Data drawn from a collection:
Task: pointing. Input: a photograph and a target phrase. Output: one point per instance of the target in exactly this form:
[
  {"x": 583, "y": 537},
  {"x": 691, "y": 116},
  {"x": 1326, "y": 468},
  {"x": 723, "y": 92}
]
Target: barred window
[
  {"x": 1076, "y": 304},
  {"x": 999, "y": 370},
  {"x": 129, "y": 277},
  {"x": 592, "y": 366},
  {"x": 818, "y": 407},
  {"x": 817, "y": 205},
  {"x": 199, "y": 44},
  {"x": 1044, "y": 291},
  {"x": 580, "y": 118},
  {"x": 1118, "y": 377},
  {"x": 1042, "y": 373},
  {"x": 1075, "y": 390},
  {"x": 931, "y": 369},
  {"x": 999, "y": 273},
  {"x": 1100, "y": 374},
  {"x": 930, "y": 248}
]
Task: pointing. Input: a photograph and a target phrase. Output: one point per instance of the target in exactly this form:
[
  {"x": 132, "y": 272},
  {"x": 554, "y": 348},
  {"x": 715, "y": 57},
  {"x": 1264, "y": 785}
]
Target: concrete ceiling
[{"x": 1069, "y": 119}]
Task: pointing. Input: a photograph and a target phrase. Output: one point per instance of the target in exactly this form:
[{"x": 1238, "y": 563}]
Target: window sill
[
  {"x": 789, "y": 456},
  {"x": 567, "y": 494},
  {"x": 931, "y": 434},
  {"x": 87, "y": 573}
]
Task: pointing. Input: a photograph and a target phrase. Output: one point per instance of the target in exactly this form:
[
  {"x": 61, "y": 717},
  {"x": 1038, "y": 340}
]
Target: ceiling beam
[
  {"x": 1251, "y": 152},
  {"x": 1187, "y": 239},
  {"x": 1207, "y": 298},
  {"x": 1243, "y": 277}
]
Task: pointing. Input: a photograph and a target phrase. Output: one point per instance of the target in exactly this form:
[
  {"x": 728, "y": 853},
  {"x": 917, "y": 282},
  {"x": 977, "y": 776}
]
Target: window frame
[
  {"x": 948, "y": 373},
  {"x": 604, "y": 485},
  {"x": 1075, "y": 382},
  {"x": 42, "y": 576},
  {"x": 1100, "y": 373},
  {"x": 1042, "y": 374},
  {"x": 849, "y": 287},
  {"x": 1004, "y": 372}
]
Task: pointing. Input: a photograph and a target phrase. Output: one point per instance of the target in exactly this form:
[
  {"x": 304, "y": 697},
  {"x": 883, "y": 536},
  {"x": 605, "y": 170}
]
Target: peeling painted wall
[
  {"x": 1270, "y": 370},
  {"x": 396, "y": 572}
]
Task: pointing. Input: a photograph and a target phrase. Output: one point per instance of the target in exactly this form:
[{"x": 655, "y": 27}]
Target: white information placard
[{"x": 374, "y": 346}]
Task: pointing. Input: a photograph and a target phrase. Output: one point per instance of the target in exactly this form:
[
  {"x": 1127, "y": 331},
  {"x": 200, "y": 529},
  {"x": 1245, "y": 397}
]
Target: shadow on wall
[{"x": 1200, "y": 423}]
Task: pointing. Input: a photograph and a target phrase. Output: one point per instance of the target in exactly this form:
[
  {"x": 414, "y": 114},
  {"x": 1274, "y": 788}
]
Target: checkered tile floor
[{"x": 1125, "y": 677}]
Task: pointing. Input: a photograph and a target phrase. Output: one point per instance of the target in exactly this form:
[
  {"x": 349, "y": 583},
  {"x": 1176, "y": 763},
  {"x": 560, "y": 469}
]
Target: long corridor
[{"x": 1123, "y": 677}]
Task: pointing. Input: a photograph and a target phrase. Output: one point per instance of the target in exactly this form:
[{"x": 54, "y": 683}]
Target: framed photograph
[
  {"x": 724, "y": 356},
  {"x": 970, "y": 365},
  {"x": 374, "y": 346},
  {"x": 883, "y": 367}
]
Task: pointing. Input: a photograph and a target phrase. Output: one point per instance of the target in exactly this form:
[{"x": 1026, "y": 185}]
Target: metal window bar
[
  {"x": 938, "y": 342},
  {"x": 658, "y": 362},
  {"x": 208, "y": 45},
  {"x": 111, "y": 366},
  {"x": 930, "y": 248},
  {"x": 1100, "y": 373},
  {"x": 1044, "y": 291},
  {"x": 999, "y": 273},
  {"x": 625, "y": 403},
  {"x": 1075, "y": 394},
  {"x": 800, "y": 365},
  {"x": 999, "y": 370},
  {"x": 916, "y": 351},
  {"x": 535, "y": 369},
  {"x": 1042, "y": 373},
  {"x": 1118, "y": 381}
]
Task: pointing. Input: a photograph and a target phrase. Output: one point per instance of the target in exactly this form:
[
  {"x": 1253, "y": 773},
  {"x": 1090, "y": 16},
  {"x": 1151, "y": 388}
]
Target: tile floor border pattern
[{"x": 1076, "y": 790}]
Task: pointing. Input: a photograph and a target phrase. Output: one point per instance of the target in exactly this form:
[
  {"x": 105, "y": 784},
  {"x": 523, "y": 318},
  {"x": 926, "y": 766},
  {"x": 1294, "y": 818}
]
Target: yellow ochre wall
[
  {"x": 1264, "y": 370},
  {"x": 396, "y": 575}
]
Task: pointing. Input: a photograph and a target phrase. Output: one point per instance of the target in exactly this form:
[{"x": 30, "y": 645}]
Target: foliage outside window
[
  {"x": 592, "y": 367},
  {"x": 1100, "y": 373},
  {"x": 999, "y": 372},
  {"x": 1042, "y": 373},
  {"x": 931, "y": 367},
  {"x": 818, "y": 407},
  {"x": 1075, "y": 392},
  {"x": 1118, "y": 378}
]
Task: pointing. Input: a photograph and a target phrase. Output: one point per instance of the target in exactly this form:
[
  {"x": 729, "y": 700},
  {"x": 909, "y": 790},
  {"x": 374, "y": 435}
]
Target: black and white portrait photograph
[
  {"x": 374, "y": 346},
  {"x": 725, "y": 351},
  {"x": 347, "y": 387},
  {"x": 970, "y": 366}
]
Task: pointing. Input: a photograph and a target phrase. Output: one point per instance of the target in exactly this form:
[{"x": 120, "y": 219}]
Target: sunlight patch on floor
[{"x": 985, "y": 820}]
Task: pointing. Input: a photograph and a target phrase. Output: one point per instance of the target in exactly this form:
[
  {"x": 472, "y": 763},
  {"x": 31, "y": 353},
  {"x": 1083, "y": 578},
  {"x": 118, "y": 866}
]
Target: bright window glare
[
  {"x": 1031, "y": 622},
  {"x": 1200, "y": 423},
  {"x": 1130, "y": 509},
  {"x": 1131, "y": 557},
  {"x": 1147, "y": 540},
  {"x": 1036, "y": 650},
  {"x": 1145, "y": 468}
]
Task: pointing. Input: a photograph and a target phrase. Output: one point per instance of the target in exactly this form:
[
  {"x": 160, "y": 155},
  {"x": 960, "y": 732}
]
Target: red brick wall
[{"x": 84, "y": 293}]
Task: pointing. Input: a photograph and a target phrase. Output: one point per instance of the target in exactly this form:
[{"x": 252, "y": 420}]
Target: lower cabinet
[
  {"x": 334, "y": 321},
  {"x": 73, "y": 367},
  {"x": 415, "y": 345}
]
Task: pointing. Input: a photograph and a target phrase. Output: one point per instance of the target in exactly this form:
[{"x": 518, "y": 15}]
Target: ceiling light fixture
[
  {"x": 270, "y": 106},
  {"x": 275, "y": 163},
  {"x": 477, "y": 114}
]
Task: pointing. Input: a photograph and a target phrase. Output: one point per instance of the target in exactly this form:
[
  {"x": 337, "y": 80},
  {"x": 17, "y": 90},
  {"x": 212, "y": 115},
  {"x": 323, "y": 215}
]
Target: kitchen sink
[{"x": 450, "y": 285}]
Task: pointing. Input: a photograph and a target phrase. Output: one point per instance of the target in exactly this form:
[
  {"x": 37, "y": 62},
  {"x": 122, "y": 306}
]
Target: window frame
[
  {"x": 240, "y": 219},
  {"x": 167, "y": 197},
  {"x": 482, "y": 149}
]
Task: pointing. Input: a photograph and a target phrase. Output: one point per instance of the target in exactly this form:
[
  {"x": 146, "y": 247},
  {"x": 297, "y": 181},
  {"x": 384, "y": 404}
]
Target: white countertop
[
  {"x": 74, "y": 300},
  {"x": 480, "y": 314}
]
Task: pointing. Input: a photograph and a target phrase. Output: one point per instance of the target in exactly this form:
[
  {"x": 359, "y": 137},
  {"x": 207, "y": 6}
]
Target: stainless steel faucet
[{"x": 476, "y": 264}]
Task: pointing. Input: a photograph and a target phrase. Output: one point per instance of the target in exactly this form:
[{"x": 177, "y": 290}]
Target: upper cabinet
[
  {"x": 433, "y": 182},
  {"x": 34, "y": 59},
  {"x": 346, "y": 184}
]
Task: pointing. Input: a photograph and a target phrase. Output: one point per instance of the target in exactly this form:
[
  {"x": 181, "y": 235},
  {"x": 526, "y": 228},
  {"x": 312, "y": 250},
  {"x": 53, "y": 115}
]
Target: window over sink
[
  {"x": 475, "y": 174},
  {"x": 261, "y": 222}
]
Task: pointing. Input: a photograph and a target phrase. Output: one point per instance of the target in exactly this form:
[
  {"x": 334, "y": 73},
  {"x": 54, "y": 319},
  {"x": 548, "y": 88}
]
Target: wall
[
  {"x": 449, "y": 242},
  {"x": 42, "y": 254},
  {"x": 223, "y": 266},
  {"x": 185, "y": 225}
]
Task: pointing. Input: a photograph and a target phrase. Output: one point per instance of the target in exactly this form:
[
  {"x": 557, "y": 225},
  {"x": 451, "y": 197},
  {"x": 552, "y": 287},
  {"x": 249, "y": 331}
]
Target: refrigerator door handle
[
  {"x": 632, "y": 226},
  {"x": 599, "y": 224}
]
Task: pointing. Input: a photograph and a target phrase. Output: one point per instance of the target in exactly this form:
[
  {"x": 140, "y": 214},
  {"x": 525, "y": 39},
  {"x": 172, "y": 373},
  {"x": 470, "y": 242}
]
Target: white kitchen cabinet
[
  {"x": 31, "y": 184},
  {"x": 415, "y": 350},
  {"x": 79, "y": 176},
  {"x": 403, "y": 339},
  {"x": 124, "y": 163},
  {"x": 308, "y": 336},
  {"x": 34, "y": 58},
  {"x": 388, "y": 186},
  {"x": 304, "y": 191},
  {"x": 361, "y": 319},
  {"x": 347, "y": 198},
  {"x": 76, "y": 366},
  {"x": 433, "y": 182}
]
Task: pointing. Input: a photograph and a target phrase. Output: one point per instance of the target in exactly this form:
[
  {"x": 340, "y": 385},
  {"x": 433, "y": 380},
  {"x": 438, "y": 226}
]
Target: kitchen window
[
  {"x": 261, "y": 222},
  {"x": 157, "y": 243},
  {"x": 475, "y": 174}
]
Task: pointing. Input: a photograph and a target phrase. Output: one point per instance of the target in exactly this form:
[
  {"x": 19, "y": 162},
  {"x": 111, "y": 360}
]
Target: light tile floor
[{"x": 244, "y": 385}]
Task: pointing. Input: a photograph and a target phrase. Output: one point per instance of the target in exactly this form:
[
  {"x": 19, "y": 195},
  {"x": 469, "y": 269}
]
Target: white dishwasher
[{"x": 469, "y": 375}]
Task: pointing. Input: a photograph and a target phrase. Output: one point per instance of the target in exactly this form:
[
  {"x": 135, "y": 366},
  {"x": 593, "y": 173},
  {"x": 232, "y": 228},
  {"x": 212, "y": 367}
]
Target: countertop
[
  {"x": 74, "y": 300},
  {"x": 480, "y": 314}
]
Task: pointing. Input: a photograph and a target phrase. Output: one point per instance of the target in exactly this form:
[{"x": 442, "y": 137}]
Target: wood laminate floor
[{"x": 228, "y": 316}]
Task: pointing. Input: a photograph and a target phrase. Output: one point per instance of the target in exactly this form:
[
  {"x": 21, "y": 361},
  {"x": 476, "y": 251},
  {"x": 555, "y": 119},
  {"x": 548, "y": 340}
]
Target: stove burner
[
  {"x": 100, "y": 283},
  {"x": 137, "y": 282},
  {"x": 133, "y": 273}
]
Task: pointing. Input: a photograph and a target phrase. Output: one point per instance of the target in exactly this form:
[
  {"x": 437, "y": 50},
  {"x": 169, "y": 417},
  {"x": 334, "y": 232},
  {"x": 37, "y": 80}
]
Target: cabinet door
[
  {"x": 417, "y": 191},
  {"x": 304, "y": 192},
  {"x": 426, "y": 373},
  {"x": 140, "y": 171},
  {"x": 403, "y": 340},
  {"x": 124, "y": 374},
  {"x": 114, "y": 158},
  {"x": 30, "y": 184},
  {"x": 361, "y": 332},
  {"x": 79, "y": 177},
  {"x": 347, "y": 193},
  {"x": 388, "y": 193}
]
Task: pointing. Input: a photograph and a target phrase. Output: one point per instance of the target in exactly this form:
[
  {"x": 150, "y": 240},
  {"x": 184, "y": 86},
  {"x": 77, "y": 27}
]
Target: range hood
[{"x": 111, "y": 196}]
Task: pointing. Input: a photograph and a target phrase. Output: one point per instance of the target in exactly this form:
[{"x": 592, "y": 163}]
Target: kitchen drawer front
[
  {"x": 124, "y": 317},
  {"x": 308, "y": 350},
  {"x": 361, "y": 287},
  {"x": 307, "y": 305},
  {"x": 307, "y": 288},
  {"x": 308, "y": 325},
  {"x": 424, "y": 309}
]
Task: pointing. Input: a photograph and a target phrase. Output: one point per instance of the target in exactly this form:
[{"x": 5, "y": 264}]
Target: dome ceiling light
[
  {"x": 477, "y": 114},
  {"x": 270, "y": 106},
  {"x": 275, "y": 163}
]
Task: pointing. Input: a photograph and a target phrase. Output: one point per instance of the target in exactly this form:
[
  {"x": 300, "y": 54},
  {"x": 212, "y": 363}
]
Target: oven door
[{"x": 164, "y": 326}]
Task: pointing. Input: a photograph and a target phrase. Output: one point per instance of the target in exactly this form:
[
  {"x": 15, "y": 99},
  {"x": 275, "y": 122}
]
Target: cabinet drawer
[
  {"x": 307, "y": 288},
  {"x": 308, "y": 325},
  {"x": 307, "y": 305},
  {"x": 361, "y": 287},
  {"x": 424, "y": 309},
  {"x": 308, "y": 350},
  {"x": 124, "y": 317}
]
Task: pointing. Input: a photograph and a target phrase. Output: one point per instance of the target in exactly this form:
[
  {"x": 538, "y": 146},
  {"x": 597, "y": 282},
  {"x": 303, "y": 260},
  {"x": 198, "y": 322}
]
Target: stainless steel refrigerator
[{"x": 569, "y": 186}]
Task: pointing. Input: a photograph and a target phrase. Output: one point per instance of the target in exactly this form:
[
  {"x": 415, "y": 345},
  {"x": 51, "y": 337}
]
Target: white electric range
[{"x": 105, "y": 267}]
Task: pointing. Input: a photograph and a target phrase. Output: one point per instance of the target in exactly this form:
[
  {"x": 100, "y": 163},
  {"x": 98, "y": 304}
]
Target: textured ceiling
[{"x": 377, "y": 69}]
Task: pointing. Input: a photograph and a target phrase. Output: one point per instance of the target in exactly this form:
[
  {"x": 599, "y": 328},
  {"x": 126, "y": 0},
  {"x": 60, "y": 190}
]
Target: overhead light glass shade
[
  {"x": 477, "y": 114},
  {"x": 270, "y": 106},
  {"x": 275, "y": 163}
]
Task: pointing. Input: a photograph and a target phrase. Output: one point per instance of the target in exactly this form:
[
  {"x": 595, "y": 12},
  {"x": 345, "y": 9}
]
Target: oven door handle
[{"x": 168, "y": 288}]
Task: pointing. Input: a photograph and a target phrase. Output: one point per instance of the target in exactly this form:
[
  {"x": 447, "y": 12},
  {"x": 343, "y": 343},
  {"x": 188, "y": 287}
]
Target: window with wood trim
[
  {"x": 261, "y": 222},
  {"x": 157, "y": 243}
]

- [REQUEST]:
Count the lines in the records that contain the word "white" and reply with that number only.

- [SOLUTION FOR THIS EXERCISE]:
6